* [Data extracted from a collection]
— START —

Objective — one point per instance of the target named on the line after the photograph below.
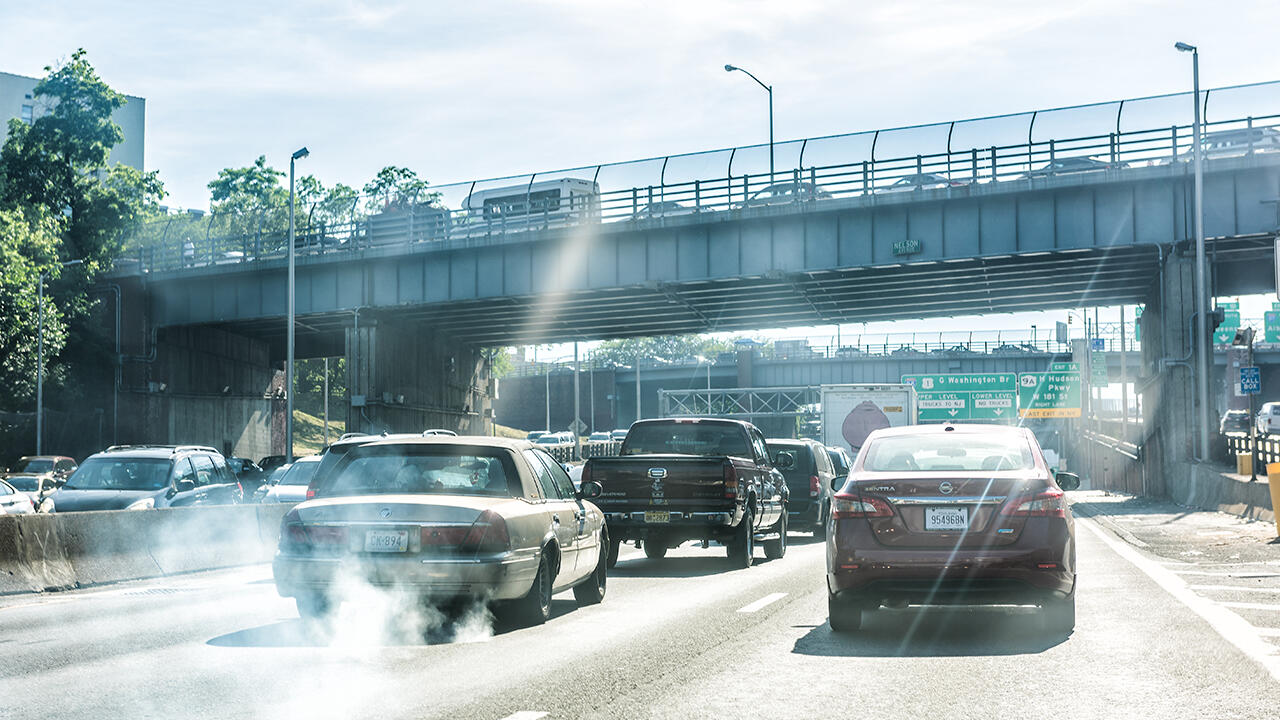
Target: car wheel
(1060, 614)
(535, 607)
(615, 546)
(844, 616)
(775, 550)
(656, 547)
(741, 547)
(312, 606)
(592, 589)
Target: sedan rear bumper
(501, 577)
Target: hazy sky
(465, 90)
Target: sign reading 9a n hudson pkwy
(1048, 395)
(960, 399)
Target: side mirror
(1068, 481)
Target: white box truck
(851, 411)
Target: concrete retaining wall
(1212, 488)
(63, 551)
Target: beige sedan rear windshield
(950, 451)
(424, 469)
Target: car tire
(844, 616)
(312, 606)
(1060, 614)
(741, 546)
(775, 550)
(592, 589)
(615, 547)
(535, 607)
(656, 547)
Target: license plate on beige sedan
(946, 518)
(385, 541)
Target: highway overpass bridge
(411, 292)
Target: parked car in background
(270, 463)
(1234, 423)
(14, 502)
(141, 477)
(785, 192)
(248, 474)
(447, 519)
(292, 483)
(923, 181)
(951, 514)
(840, 460)
(37, 475)
(809, 477)
(1072, 165)
(1269, 418)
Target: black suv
(809, 479)
(141, 477)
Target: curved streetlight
(1201, 287)
(769, 90)
(288, 360)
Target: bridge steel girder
(1016, 245)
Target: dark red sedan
(951, 515)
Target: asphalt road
(673, 638)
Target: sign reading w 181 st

— END —

* [REQUIRED TASK] Rewrite the listing from the line containing "Target: license plate on beige sedan" down to the end, replacing "streetlight" with "lamppost" and leaving everything else unchanged.

* [RESPONSE FOR THIS EXERCISE]
Target: license plate on beige sedan
(946, 518)
(385, 541)
Target: highway overpass bridge
(411, 292)
Target: parked car in background
(270, 463)
(1234, 423)
(14, 502)
(141, 477)
(785, 192)
(248, 474)
(447, 519)
(292, 483)
(923, 181)
(951, 514)
(840, 460)
(37, 475)
(809, 477)
(1072, 165)
(1269, 418)
Target: black suv
(809, 479)
(141, 477)
Target: curved lamppost
(1201, 287)
(769, 90)
(288, 360)
Target: bridge steel girder
(1016, 245)
Target: dark red sedan
(951, 515)
Target: asphalt road
(673, 638)
Target: sign reading w 181 st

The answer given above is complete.